— BEGIN ENTRIES —
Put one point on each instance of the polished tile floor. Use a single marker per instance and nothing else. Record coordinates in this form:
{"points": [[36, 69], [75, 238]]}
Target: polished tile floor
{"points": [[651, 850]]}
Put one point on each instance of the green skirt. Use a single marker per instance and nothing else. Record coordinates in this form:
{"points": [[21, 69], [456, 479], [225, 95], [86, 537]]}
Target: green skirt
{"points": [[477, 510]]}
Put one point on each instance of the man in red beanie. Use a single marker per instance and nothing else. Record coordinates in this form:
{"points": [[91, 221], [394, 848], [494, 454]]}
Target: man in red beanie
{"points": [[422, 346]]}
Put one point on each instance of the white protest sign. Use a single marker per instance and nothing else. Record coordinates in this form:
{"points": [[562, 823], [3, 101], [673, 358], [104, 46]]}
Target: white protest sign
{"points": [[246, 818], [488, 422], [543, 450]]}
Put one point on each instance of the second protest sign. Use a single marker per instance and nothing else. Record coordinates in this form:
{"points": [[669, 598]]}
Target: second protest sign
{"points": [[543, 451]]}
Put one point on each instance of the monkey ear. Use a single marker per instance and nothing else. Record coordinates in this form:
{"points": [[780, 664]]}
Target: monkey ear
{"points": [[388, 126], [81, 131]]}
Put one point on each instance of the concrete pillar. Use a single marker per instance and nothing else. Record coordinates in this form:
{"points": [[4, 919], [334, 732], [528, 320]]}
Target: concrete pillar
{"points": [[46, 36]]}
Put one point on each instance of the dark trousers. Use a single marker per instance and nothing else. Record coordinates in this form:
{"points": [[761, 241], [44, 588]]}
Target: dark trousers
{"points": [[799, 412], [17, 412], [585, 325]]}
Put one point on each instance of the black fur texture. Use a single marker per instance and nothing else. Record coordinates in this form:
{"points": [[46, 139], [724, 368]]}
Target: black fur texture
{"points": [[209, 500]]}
— END ENTRIES —
Copy every record above word for word, from the first line to the last, and leave nothing out.

Put one point on each instance of the polished tile floor. Use a single marker per instance and nothing else. Record coordinates in this form:
{"points": [[36, 69], [75, 238]]}
Target: polished tile floor
{"points": [[651, 850]]}
Put one point on each instance of the green skirt. Use a single marker per instance and nothing else. Record coordinates in this form:
{"points": [[21, 69], [456, 479], [225, 95], [86, 537]]}
Target: green skirt
{"points": [[477, 510]]}
Put one point on each instance of the man in red beanie. Use a single marker per instance and nothing else. Record coordinates in this form:
{"points": [[91, 221], [394, 848], [494, 454]]}
Target: man in red beanie
{"points": [[422, 346]]}
Put one point on each instance of the white protest sign. Use a single marker per instance and nothing else. Record coordinates in this form:
{"points": [[562, 823], [3, 101], [673, 358], [104, 46]]}
Target: white protest sign
{"points": [[246, 818], [488, 422], [543, 450]]}
Put one point on each instance of the second protest sign. Use a single marker per instance and nothing else. Record coordinates in this form:
{"points": [[669, 598]]}
Target: second protest sign
{"points": [[543, 451]]}
Put one point on each instance of the monkey ear. Use a single marker per instance and nothing else. Record coordinates in this form:
{"points": [[780, 664]]}
Target: monkey ear
{"points": [[388, 126], [81, 131]]}
Put one point on each instance of the concrete pillar. Use a single marker per instance and nothing else. Record coordinates in this form:
{"points": [[4, 919], [334, 732], [528, 320]]}
Target: concrete pillar
{"points": [[46, 36]]}
Put one point on each instance of the dark trousers. Use a single marker per instance and nothing else. Record coordinates in this form:
{"points": [[761, 241], [44, 588]]}
Target: dark trousers
{"points": [[799, 412], [17, 412], [585, 325]]}
Put one point on each instance of the black fur texture. Use a single marker per instance and nothing else. Record coordinates in this form:
{"points": [[46, 139], [724, 368]]}
Target: black fur texture
{"points": [[209, 500]]}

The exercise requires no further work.